◆ **Problem description**: Please quote only the lines that start at the one with "For every instance of the shirt" and go on to the last line of the data, both ends kept.

(Natural-language object grounding data)
_ _ _

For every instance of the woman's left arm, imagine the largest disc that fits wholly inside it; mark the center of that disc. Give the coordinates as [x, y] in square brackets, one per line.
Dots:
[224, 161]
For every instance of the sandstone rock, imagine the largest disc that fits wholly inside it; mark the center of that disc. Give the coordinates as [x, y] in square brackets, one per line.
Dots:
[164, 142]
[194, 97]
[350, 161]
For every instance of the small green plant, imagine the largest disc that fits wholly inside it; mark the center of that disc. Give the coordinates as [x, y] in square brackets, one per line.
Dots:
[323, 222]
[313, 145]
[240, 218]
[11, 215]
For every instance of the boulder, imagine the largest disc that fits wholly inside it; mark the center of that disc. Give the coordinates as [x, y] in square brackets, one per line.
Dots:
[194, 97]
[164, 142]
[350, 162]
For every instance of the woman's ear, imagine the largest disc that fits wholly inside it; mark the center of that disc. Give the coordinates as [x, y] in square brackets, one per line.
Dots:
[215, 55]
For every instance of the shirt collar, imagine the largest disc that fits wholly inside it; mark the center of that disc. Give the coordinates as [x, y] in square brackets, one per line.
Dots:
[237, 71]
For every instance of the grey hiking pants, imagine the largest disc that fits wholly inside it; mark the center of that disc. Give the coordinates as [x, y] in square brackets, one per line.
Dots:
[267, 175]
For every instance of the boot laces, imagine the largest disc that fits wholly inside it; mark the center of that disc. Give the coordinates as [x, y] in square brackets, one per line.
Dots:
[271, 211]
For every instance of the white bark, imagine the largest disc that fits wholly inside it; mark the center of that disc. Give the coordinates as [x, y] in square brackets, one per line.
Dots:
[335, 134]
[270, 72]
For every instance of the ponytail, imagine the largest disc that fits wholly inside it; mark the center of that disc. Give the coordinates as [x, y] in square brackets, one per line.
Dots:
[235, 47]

_ _ _

◆ **Answer box**:
For every instance of the shirt collar, imagine the largest disc that fits wholly inside it; mark the center of that disc. Give the coordinates as [x, y] in square brackets, one per line.
Dots:
[237, 71]
For every instance of the grey hiking pants, imagine the largest disc that fits wholly inside it; mark the center of that disc. Give the coordinates as [x, y] in square brackets, one per line.
Dots:
[267, 175]
For every instance of the boot laces, imagine the largest disc that fits wholly inside it; mark the center of that disc. Give the coordinates as [x, y] in square brackets, one per line.
Dots:
[271, 211]
For every instance of the white bark, imagine the largest disc that fits wholly inside it; mark the center of that disc. Give the coordinates as [x, y] in square brackets, one per line.
Dots:
[335, 134]
[270, 72]
For every instance of the ponytail, imagine the largest disc that fits wholly inside it; mark the center of that disc. Give the coordinates as [x, y] in square brackets, one per line.
Dots:
[235, 47]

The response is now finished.